**What to work on:**
Can you repeat the freeway column word for word, from "My friends will" to "of my armpits."?

Moodswing - A questionable presence

Fleeting moments of happiness amidst the squalor of poverty

Yesterday I saw someone sitting alone on the freeway. Not sprawled out in the lanes, mind you, but he was resting with his back against the embankment and his legs outstretched across the emergency lane. No car was in sight that could have explained his presence, so I wondered how he got there. Had he been left there by an inhospitable carpooler? Did he escape off the prison work wagon? Did he parachute there?

I thought about calling the police, but the guy was only sitting somewhere he shouldn't have been, and who hasn't done that? In fact, I'm doing that right now, with my ancient laptop plugged into the wall of my doctor's reception area. I'm on deadline and don't have a choice, and people keep looking at me, wondering if what I'm doing is right, whether it's in their place to question my presence. Nobody does, thank God.

And nobody questioned that guy sunning himself on the freeway, either. Maybe that was the point, because people don't bother you much when it means cracking their car doors. So maybe the freeway guy lives in a tent village behind the bushes under the overpass and this was his idea of escaping for a moment of respite amid thousands of people, each safely encased in car metal. So I drove on, picking out places I would pitch my own tent if need be. I found a great location under the I-20 onramp near Pryor Street, but as I got closer, I saw it was already taken. Someone had piled their belongings in plastic sacks atop an old mattress. Damn, I thought as I drove by, it was the perfect spot, and I could be so happy there amid my squalor.

My friends will tell you I'm famous for wanting to live in squalor. In college, I even applied to the Peace Corps with dreams they'd station me in Honduras or something. I wanted to live in a mud hut and become a beekeeper or whatever. I was so enamored with the noble squalor of it all, affirming my place in the village by digging community latrines and spending serene evenings picking ticks out of my armpits.

The Peace Corps rejected my application because of a medical condition that had reared itself the year before. I'd been hospitalized several times because my right kidney had tired of trying to thrive on my favorite college cocktail — a miserable cauldron of poison called Smith and Kearnes, which I think consisted of cream, brandy, Kahlua, lighter fluid and fermented potatoes. The bartender needed protective goggles to mix it. Halfway through my senior year, my kidney decided to revolt by growing stones all of a sudden.

(Stored data)
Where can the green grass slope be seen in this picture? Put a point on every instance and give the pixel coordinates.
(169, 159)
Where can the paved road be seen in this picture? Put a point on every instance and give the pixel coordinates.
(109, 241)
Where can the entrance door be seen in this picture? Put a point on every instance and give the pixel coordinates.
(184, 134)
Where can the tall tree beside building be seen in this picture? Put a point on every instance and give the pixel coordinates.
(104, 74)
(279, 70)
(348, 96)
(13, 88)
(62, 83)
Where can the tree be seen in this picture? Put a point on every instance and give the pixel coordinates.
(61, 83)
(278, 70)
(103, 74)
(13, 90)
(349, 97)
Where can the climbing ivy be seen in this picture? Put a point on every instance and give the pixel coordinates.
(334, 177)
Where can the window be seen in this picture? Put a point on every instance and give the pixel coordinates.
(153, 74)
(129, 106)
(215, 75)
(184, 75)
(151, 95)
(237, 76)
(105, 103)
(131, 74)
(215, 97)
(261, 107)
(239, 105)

==

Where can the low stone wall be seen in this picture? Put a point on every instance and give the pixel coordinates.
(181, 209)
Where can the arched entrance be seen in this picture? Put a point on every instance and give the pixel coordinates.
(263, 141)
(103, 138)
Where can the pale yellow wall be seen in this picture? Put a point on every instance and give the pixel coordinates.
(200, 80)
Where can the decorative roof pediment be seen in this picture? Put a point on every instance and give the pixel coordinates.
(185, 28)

**Exercise answer:**
My friends will tell you I'm famous for wanting to live in squalor. In college, I even applied to the Peace Corps with dreams they'd station me in Honduras or something. I wanted to live in a mud hut and become a beekeeper or whatever. I was so enamored with the noble squalor of it all, affirming my place in the village by digging community latrines and spending serene evenings picking ticks out of my armpits.